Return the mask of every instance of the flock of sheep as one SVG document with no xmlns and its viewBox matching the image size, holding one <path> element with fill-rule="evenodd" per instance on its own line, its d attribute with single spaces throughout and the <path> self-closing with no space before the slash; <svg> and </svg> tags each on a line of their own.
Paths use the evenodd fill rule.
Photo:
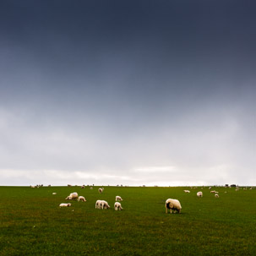
<svg viewBox="0 0 256 256">
<path fill-rule="evenodd" d="M 104 188 L 99 188 L 99 193 L 102 193 Z M 56 193 L 54 193 L 56 194 Z M 82 202 L 86 202 L 86 199 L 83 196 L 79 196 L 79 194 L 76 192 L 71 193 L 66 199 L 65 200 L 73 200 L 73 199 L 77 199 L 78 201 L 82 201 Z M 123 199 L 119 196 L 116 196 L 116 201 L 114 204 L 114 209 L 115 210 L 122 210 L 122 205 L 118 201 L 123 201 Z M 59 204 L 59 207 L 69 207 L 71 206 L 70 203 L 65 204 L 62 203 Z M 108 209 L 110 208 L 108 203 L 105 200 L 97 200 L 95 203 L 95 209 Z"/>
<path fill-rule="evenodd" d="M 71 185 L 69 185 L 69 186 L 71 186 Z M 35 188 L 35 187 L 31 186 L 31 188 Z M 82 188 L 84 188 L 84 185 L 82 186 Z M 92 188 L 90 188 L 92 189 Z M 252 188 L 251 188 L 250 189 L 252 189 Z M 209 189 L 211 189 L 211 187 L 210 187 Z M 246 188 L 243 188 L 243 189 L 246 189 Z M 98 189 L 99 193 L 102 193 L 103 190 L 104 190 L 103 188 L 99 188 Z M 237 191 L 237 190 L 238 190 L 238 188 L 237 188 L 236 191 Z M 187 189 L 184 190 L 184 192 L 190 193 L 190 191 L 187 190 Z M 215 198 L 219 198 L 219 192 L 215 191 L 215 190 L 211 190 L 210 193 L 214 193 Z M 226 193 L 226 192 L 225 192 L 225 193 Z M 52 194 L 56 194 L 56 193 L 52 193 Z M 203 192 L 199 191 L 199 192 L 197 192 L 196 195 L 199 198 L 202 198 Z M 79 196 L 79 194 L 76 192 L 71 193 L 65 199 L 66 200 L 77 199 L 78 201 L 86 202 L 85 198 L 83 196 Z M 119 201 L 123 201 L 123 199 L 120 196 L 117 195 L 115 200 L 116 200 L 116 202 L 114 204 L 115 210 L 122 210 L 123 207 L 121 205 L 121 203 L 119 203 Z M 59 204 L 59 207 L 69 207 L 69 206 L 71 206 L 70 203 L 68 203 L 68 204 L 62 203 Z M 166 203 L 165 203 L 165 207 L 166 207 L 166 213 L 168 212 L 168 210 L 170 210 L 171 214 L 172 213 L 172 211 L 173 211 L 173 213 L 175 213 L 175 212 L 181 213 L 181 210 L 182 210 L 181 203 L 177 199 L 166 199 Z M 110 208 L 110 206 L 109 206 L 108 203 L 105 200 L 97 200 L 95 203 L 95 209 L 108 209 L 108 208 Z"/>
</svg>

☆ ☆ ☆

**BRIEF:**
Give each line of the item above as a Markdown table with the columns Row and Line, numbering the rows and skipping blank lines. Leave the picture out of the table.

**FINISHED EXERCISE:**
| Row | Line |
|---|---|
| 1 | Return the mask of every instance of the flock of sheep as one SVG document with no xmlns and its viewBox matching the image size, holding one <path> element with fill-rule="evenodd" per instance on its own line, its d attribute with single spaces throughout and the <path> self-closing with no space before the slash; <svg> and </svg> tags each on a line of their own. |
| 2 | Paths use the evenodd fill rule. |
| 3 | Photo: |
| 4 | <svg viewBox="0 0 256 256"> |
| 5 | <path fill-rule="evenodd" d="M 104 188 L 99 188 L 99 193 L 102 193 Z M 56 193 L 54 193 L 56 194 Z M 82 202 L 86 202 L 86 199 L 83 196 L 79 196 L 79 194 L 76 192 L 71 193 L 66 199 L 65 200 L 73 200 L 73 199 L 77 199 L 78 201 L 82 201 Z M 123 199 L 119 196 L 116 196 L 116 201 L 114 204 L 114 209 L 115 210 L 122 210 L 122 205 L 118 201 L 123 201 Z M 59 204 L 59 207 L 69 207 L 71 206 L 70 203 L 65 204 L 62 203 Z M 108 209 L 110 208 L 108 203 L 105 200 L 97 200 L 95 203 L 95 209 Z"/> |
| 6 | <path fill-rule="evenodd" d="M 71 185 L 69 185 L 69 186 L 71 186 Z M 35 188 L 35 187 L 31 186 L 31 188 Z M 82 188 L 84 188 L 84 185 L 82 186 Z M 92 188 L 90 188 L 92 189 Z M 252 188 L 251 188 L 250 189 L 252 189 Z M 209 189 L 211 189 L 211 187 L 210 187 Z M 246 188 L 243 188 L 243 189 L 246 189 Z M 98 189 L 99 193 L 102 193 L 103 190 L 104 190 L 103 188 L 99 188 Z M 237 191 L 237 190 L 238 190 L 238 188 L 237 188 L 236 191 Z M 187 189 L 184 190 L 184 192 L 190 193 L 190 191 L 187 190 Z M 215 198 L 219 198 L 219 192 L 215 191 L 215 190 L 211 190 L 210 193 L 214 193 Z M 226 193 L 226 192 L 225 192 L 225 193 Z M 52 194 L 56 194 L 56 193 L 52 193 Z M 203 192 L 199 191 L 199 192 L 197 192 L 196 195 L 199 198 L 202 198 Z M 79 196 L 79 194 L 76 192 L 71 193 L 65 199 L 66 200 L 77 199 L 78 201 L 86 202 L 85 198 L 83 196 Z M 119 201 L 123 201 L 123 199 L 120 196 L 117 195 L 115 200 L 116 200 L 116 202 L 114 204 L 115 210 L 122 210 L 123 207 L 121 205 L 121 203 L 119 203 Z M 59 204 L 59 207 L 69 207 L 69 206 L 71 206 L 70 203 L 68 203 L 68 204 L 62 203 Z M 166 203 L 165 203 L 165 207 L 166 207 L 166 213 L 168 212 L 168 210 L 170 210 L 171 214 L 172 213 L 172 211 L 173 211 L 173 213 L 175 213 L 175 212 L 181 213 L 181 210 L 182 210 L 181 203 L 177 199 L 166 199 Z M 110 208 L 110 206 L 109 206 L 108 203 L 105 200 L 97 200 L 95 203 L 95 209 L 108 209 L 108 208 Z"/> |
| 7 | </svg> |